Exercise details — Show each line of the entries below in which the word "every" appears.

BEGIN Exercise data

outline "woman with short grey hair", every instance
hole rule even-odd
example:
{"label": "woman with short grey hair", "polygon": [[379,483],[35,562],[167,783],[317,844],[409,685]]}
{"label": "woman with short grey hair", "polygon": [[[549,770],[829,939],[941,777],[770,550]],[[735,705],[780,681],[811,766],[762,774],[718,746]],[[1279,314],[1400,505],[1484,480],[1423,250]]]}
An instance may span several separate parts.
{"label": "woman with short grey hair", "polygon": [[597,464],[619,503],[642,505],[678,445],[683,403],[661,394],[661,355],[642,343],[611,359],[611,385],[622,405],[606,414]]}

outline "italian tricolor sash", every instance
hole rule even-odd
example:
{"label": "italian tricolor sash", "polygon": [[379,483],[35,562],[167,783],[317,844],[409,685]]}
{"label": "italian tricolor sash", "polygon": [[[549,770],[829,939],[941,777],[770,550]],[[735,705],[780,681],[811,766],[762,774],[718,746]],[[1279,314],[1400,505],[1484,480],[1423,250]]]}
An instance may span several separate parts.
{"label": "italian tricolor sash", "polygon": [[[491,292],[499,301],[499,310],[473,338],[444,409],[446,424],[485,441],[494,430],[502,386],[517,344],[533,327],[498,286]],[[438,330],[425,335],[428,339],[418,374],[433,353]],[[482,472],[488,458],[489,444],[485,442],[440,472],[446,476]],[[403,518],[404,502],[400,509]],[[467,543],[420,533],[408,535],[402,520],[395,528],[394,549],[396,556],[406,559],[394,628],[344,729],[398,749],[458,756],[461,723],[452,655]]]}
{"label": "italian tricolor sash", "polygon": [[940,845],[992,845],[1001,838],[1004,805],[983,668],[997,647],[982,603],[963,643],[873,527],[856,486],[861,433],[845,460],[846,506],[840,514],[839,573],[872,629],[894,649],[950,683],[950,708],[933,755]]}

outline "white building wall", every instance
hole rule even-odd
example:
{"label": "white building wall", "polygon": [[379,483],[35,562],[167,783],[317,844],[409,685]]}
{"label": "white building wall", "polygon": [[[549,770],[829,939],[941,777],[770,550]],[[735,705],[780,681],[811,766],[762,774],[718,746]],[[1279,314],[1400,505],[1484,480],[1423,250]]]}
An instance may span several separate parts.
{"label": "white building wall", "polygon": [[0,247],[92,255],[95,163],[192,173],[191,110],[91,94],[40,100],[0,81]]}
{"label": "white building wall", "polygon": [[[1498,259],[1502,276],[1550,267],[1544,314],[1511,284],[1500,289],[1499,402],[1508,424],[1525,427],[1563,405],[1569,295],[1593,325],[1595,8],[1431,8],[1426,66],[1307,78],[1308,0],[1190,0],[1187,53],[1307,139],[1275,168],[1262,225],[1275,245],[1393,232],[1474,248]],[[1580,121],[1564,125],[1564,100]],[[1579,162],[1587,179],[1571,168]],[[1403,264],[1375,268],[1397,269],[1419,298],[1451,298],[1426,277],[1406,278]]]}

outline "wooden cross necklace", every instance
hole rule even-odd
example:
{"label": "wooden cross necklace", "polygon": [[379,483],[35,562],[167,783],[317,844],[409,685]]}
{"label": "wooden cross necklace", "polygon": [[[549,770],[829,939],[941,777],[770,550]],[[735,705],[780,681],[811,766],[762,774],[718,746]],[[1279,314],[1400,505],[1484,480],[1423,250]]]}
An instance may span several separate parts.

END Exercise data

Exercise output —
outline "woman with short grey hair", every instance
outline "italian tricolor sash", every instance
outline "white building wall", every instance
outline "wooden cross necklace", every instance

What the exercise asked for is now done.